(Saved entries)
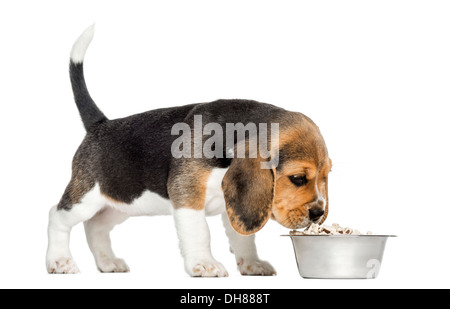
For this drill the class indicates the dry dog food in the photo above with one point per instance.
(334, 229)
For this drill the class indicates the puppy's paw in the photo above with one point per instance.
(112, 265)
(206, 268)
(62, 265)
(255, 267)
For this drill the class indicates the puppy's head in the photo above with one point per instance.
(294, 193)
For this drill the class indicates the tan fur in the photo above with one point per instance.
(303, 152)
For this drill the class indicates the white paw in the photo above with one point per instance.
(255, 267)
(112, 265)
(206, 268)
(62, 265)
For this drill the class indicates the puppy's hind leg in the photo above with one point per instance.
(97, 234)
(61, 220)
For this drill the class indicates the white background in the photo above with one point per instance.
(374, 75)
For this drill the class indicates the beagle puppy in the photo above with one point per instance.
(125, 167)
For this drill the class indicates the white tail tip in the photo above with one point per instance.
(81, 44)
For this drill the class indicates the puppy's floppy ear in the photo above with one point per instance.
(248, 192)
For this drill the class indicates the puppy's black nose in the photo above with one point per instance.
(315, 213)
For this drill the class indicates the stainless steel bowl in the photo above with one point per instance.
(339, 256)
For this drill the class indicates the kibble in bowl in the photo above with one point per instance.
(337, 252)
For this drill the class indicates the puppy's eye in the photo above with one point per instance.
(298, 180)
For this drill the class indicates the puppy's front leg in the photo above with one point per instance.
(194, 237)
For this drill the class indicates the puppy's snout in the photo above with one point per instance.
(315, 213)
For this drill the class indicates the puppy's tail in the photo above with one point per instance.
(90, 114)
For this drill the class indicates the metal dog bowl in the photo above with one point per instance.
(339, 256)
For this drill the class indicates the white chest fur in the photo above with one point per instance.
(151, 204)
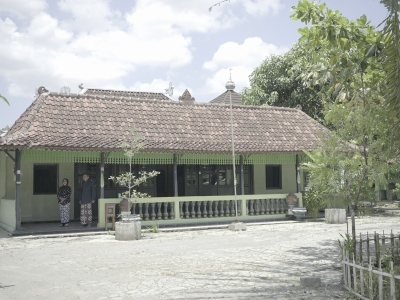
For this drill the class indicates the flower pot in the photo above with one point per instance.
(125, 204)
(335, 216)
(291, 199)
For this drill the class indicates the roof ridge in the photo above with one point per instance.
(124, 91)
(29, 118)
(170, 101)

▶ _Brief_
With no pictures included, write out the entries exactly.

▶ _Completed exercise_
For this drill the class indicates the dry dog food in the photo above with one point per instance.
(334, 229)
For this drill the class indicates the puppy's paw in the photo above with one point per instance.
(112, 265)
(206, 268)
(62, 265)
(255, 267)
For this drill the class indicates the puppy's head in the photo above with one point per instance.
(294, 193)
For this drill the class indicates the tan fur in the photo above with one point per instance.
(303, 152)
For this drill the class indicates the white paw in the photo above with one point per instance.
(255, 267)
(112, 265)
(206, 268)
(62, 265)
For this drill the class indicates the puppy's hind leg in the photo above with one point per instance.
(97, 234)
(61, 220)
For this drill the class indicates the white background in the photo above with one point per instance.
(374, 75)
For this drill the class indicates the beagle puppy in the photo above with one point per instance.
(125, 167)
For this drill the class indicates the white tail tip in the photo above with one point per instance.
(81, 44)
For this drill the class indicates the puppy's floppy ear in the photo above with one point per instance.
(248, 192)
For this drill the class indicates the puppy's black nose in the photo above with one point per instance.
(315, 213)
For this drill the class indicates the stainless steel bowl in the photo above with one point per instance.
(339, 256)
For this drill the class indicates the kibble in bowl in the photo above with one point per instance.
(337, 252)
For this drill the class indicates the puppy's eye in the photo above with one point per instance.
(298, 180)
For this drill the class indicates the puppy's front leg in the photo above with one point per instance.
(194, 237)
For this drill the class indicates the puppy's snout in the photo above with one point per instance.
(315, 213)
For this drill the class indicates the puppy's tail in the photo above with one point per instance.
(90, 114)
For this drill the class indicates the metal dog bowl in the photo above with one point per instance.
(339, 256)
For this drill the class indicates the white chest fur in the photo above with one point per instance.
(151, 204)
For this drill the class indicates the flower pot in the photo above with one point per instance.
(125, 204)
(335, 216)
(291, 199)
For this drill the class indicates the roof ridge in the photo above with one point per instance.
(124, 91)
(29, 118)
(170, 101)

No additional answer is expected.